• [Entries shown]
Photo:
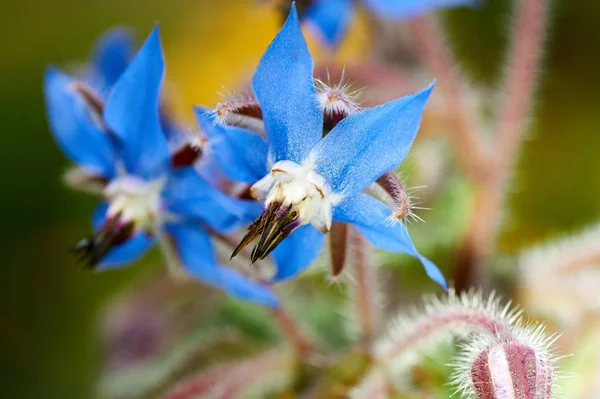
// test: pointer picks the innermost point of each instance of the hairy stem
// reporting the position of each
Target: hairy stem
(229, 380)
(438, 59)
(520, 82)
(447, 319)
(366, 288)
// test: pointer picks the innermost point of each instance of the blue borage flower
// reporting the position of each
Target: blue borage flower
(331, 18)
(305, 180)
(148, 196)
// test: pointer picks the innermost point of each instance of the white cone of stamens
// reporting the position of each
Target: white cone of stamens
(134, 200)
(300, 187)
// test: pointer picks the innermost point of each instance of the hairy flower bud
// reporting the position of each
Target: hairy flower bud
(518, 366)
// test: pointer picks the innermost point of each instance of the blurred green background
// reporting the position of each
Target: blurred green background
(49, 305)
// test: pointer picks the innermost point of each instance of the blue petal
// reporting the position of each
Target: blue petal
(283, 84)
(369, 215)
(297, 252)
(76, 133)
(365, 145)
(197, 255)
(187, 194)
(111, 55)
(330, 18)
(123, 254)
(241, 154)
(406, 9)
(132, 111)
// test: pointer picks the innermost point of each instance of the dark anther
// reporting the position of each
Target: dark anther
(90, 250)
(273, 225)
(331, 119)
(186, 155)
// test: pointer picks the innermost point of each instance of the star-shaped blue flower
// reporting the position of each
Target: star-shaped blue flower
(147, 199)
(305, 180)
(331, 18)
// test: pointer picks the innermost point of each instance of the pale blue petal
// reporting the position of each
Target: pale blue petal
(241, 154)
(111, 55)
(297, 252)
(198, 258)
(132, 111)
(126, 253)
(72, 126)
(406, 9)
(330, 19)
(370, 215)
(187, 194)
(367, 144)
(283, 84)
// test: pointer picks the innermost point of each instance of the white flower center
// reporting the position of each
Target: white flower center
(300, 187)
(134, 200)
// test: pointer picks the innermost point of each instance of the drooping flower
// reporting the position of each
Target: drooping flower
(148, 197)
(307, 181)
(330, 18)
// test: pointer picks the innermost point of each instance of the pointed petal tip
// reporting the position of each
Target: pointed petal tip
(294, 12)
(153, 42)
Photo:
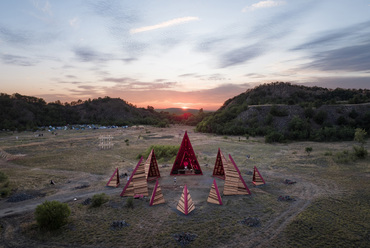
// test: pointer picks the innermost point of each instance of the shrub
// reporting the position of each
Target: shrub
(308, 150)
(359, 151)
(130, 202)
(52, 215)
(274, 137)
(4, 185)
(3, 177)
(164, 152)
(98, 200)
(344, 157)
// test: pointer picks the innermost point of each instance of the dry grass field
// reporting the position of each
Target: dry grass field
(331, 207)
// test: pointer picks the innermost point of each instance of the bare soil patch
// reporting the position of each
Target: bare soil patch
(80, 169)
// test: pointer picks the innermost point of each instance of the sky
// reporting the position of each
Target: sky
(177, 53)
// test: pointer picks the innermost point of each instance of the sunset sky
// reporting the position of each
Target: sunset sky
(174, 53)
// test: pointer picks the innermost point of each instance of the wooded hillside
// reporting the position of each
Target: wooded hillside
(282, 111)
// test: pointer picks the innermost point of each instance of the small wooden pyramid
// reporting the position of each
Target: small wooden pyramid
(114, 179)
(157, 196)
(137, 184)
(214, 195)
(151, 167)
(257, 178)
(234, 182)
(220, 165)
(185, 204)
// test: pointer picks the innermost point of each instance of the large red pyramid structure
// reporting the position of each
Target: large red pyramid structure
(220, 165)
(151, 167)
(137, 184)
(186, 163)
(257, 178)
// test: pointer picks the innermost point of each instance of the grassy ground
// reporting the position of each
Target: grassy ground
(331, 207)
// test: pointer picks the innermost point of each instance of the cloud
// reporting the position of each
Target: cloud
(350, 58)
(43, 6)
(340, 82)
(263, 4)
(15, 37)
(329, 38)
(169, 23)
(345, 49)
(74, 22)
(17, 60)
(241, 55)
(88, 54)
(126, 83)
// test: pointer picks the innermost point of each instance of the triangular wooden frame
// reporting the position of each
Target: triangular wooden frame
(234, 182)
(137, 184)
(186, 158)
(157, 196)
(257, 178)
(214, 195)
(151, 167)
(220, 164)
(114, 179)
(185, 204)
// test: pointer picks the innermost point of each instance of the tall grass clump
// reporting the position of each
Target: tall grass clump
(4, 185)
(52, 215)
(162, 152)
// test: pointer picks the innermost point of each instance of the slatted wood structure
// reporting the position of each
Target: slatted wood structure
(185, 204)
(114, 179)
(257, 178)
(214, 195)
(151, 167)
(137, 184)
(186, 162)
(157, 196)
(220, 164)
(234, 182)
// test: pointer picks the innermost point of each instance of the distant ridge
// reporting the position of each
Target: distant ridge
(180, 111)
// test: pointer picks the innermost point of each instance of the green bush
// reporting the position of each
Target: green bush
(274, 137)
(359, 151)
(130, 202)
(162, 152)
(51, 215)
(3, 177)
(4, 185)
(344, 157)
(98, 200)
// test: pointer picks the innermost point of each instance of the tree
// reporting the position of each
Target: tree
(360, 135)
(52, 215)
(308, 150)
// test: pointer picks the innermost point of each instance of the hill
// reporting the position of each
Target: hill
(178, 111)
(282, 111)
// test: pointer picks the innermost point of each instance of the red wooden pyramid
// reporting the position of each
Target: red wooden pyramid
(214, 195)
(257, 178)
(185, 204)
(220, 165)
(186, 163)
(137, 184)
(114, 179)
(234, 182)
(151, 167)
(157, 196)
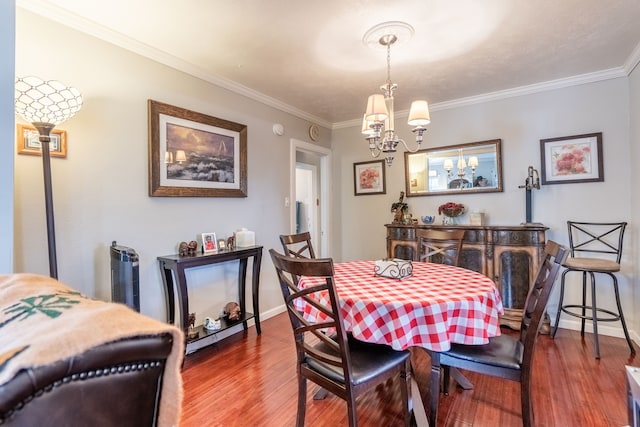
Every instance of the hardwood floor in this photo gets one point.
(250, 380)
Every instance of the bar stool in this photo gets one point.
(594, 238)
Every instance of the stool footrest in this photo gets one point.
(614, 316)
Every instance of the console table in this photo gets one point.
(508, 255)
(172, 270)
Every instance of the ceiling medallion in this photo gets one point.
(378, 123)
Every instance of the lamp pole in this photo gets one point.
(46, 104)
(532, 181)
(44, 130)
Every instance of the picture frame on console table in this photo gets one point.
(572, 159)
(209, 243)
(195, 155)
(369, 178)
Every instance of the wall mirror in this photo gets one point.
(475, 167)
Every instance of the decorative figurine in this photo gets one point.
(232, 310)
(192, 332)
(400, 208)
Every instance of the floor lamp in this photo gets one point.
(46, 104)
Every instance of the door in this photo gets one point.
(310, 183)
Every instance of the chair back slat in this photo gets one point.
(440, 246)
(297, 245)
(596, 238)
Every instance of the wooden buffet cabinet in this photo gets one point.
(509, 255)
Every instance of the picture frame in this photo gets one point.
(28, 142)
(369, 178)
(209, 243)
(572, 159)
(195, 155)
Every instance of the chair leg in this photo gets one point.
(434, 398)
(405, 392)
(351, 409)
(584, 301)
(302, 400)
(527, 407)
(555, 326)
(594, 310)
(446, 379)
(624, 324)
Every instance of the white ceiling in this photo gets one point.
(308, 57)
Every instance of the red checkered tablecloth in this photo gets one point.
(436, 306)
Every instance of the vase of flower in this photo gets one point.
(451, 212)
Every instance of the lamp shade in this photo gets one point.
(366, 126)
(419, 113)
(39, 101)
(376, 109)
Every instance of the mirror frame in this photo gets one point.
(455, 150)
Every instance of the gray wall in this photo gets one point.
(7, 65)
(521, 122)
(100, 189)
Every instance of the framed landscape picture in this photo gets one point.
(195, 155)
(572, 159)
(369, 178)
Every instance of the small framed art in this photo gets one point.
(28, 142)
(209, 243)
(572, 159)
(369, 178)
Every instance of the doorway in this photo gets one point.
(309, 193)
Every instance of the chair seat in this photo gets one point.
(592, 264)
(502, 351)
(367, 361)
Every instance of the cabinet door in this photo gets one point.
(514, 275)
(403, 250)
(473, 257)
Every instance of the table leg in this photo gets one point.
(242, 290)
(416, 404)
(167, 281)
(434, 390)
(255, 280)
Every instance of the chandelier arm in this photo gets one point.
(409, 149)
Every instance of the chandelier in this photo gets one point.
(378, 123)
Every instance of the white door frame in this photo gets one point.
(325, 185)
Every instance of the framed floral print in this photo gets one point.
(369, 178)
(572, 159)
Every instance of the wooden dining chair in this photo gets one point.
(343, 366)
(504, 356)
(440, 246)
(596, 248)
(297, 245)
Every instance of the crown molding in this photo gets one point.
(64, 17)
(91, 28)
(581, 79)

• [Activity] Give back, unchanged, the run of lines in the listing above that begins at the line containing "Target: hairy flower bud" and ends at the line containing "the blue petal", both included.

• [Written answer]
Target: hairy flower bud
(518, 366)
// test: pointer picks the innermost point of each instance of the blurred green background
// reporting the position of each
Target: blurred green background
(49, 305)
// test: pointer picks the innermost point of each instance of the blue petal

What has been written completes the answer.